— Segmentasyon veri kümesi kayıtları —
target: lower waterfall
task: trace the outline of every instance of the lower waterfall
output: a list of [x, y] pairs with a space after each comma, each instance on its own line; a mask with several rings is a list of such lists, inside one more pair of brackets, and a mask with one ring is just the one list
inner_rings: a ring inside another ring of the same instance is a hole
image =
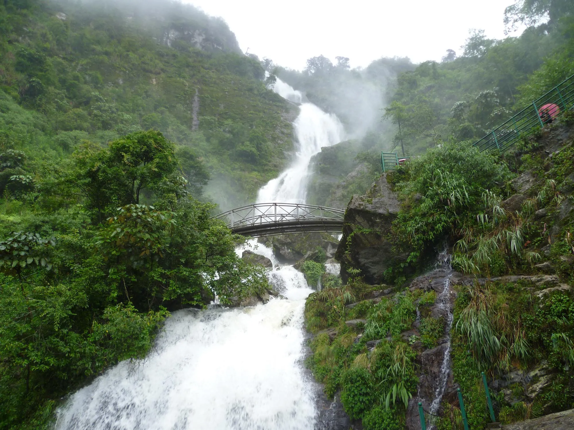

— Görevin kapsamı —
Yukarıdaki kayıtların tüm satırlarını hiçbir değişiklik yapmadan aynen aktarın. Resimleri yanıta dahil etmeyin.

— Nihai sonuç —
target: lower waterfall
task: trace the outline of every instance of the lower waterfall
output: a list of [x, y] pairs with a space after each comma, each instance on its own line; a mask with several rings is a list of such lists, inside one more pair of brackets, and a mask with one ring is just the one list
inner_rings: a ring inside another ring of the same instance is a hole
image =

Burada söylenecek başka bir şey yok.